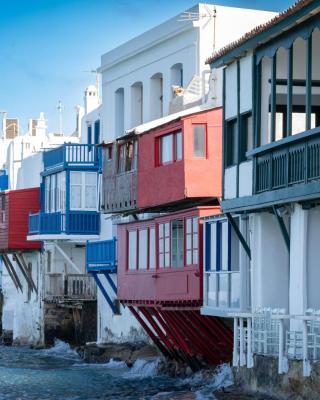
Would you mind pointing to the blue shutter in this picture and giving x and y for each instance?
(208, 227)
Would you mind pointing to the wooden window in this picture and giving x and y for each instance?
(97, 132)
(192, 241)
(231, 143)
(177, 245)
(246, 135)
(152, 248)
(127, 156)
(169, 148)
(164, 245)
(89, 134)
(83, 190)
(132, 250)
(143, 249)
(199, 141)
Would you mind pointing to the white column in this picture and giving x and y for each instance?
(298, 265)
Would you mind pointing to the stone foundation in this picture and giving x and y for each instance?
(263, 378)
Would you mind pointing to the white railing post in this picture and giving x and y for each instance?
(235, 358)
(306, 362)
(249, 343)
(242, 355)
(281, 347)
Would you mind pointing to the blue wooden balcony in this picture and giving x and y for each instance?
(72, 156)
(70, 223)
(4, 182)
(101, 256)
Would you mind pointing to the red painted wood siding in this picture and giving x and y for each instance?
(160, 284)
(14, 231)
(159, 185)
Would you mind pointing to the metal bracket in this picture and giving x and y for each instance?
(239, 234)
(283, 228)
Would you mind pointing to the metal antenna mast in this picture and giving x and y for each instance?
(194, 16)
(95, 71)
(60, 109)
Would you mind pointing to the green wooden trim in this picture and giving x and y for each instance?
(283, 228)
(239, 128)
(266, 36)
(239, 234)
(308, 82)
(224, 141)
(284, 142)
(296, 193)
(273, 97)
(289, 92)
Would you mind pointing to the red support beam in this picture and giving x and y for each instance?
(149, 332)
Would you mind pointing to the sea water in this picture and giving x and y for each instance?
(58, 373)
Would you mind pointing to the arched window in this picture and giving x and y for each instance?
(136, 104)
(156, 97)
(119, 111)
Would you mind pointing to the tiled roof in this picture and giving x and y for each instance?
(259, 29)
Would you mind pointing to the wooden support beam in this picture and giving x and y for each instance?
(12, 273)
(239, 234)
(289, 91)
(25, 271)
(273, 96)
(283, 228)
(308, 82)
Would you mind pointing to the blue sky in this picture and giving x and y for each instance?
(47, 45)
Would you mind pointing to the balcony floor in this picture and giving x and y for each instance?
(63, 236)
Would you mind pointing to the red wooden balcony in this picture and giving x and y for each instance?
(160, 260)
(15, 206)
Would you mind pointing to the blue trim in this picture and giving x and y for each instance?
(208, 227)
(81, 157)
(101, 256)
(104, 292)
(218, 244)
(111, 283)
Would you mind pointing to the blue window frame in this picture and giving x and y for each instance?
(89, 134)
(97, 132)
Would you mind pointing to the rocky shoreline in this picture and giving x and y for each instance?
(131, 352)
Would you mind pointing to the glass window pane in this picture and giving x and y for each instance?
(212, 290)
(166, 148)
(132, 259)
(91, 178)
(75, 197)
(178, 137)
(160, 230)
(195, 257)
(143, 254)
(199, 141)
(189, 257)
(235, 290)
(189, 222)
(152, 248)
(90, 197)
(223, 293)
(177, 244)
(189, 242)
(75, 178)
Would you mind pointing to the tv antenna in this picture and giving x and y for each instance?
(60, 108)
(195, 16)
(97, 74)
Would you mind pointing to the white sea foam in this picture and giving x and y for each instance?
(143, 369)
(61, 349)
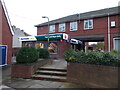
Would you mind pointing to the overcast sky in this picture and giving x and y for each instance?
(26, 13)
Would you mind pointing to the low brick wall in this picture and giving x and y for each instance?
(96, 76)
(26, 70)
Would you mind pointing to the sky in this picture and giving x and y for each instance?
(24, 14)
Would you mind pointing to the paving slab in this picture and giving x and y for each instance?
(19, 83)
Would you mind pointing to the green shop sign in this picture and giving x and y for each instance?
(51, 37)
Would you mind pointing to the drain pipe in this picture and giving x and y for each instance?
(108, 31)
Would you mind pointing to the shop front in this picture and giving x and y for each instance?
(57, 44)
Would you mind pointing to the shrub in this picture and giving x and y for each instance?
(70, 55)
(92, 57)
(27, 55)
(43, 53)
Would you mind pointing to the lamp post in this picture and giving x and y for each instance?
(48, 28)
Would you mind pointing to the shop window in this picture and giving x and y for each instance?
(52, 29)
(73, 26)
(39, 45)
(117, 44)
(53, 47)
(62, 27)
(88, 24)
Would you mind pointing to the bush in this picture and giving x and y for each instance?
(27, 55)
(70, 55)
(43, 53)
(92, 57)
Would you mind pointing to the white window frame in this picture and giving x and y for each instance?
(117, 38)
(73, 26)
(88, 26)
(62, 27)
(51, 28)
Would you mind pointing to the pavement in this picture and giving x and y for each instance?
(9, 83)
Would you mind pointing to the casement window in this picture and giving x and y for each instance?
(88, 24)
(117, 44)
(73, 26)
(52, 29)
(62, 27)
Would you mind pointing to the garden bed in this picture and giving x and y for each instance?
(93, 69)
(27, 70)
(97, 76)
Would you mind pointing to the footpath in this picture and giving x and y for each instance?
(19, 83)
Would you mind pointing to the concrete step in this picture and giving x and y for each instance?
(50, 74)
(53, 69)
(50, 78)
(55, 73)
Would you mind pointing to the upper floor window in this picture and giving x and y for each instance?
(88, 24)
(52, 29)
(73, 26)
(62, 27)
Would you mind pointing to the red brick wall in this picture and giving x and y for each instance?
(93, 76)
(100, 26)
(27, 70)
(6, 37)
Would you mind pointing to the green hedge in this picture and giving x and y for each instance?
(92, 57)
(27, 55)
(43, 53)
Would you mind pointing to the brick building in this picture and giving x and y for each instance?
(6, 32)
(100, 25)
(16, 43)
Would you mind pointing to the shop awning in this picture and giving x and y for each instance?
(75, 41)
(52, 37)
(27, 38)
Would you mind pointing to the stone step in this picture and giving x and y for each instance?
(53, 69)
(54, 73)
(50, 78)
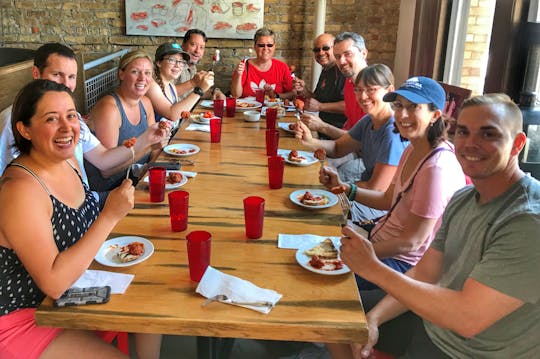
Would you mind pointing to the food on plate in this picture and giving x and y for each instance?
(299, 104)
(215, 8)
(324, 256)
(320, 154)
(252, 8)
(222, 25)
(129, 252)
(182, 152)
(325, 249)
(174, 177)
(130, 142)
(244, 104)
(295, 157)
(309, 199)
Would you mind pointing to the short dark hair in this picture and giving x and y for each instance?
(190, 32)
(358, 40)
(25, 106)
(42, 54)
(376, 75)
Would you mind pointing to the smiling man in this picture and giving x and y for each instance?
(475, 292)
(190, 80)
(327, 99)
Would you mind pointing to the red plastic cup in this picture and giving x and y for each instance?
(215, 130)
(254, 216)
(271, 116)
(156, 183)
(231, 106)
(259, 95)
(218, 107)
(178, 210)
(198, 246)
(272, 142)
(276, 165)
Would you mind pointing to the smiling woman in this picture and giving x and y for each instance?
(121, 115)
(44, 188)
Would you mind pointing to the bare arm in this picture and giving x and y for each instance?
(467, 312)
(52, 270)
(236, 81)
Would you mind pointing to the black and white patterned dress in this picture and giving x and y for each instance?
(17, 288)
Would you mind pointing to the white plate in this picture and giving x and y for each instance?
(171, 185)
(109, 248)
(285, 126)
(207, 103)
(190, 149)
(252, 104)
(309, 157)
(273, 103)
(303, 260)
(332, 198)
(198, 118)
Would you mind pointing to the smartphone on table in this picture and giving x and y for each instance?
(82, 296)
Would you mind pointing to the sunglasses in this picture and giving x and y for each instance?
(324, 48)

===============

» What to produce:
Could you copy out, word for word, the part of the records from the line containing "Would you mind pointing to the sunglasses" through the end of the records?

» The result:
Would you mind pointing to the sunglasses in this picture and giving x and y for each instance?
(324, 48)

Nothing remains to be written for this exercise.